======== Provided entries ========

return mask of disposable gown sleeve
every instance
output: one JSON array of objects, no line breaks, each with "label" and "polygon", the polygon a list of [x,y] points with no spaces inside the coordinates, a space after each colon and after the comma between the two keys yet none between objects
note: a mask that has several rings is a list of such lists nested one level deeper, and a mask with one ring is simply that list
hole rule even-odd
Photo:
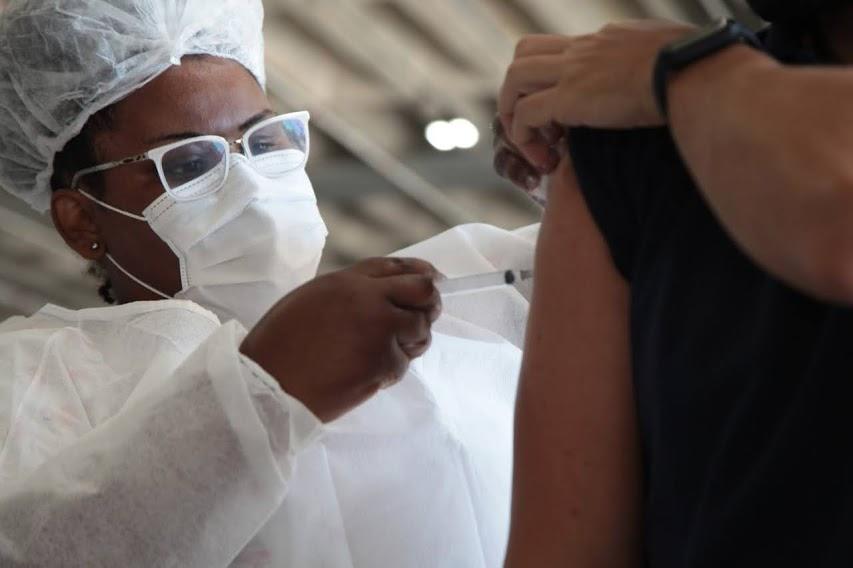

========

(What to produce): Quote the records in full and exactly; skip any image.

(Task result):
return mask of disposable gown sleeve
every instance
output: one JSON array of objects, no line breaks, each with "label" and "polygon", the polygon a list of [x,y] points with no spaces inside the coordinates, a space after each colon and after the comma between the two keys yet none between objects
note: a mask that has several rings is a list of such lists nested one level deeper, and a mask with one ring is simply that list
hole rule even-odd
Photo:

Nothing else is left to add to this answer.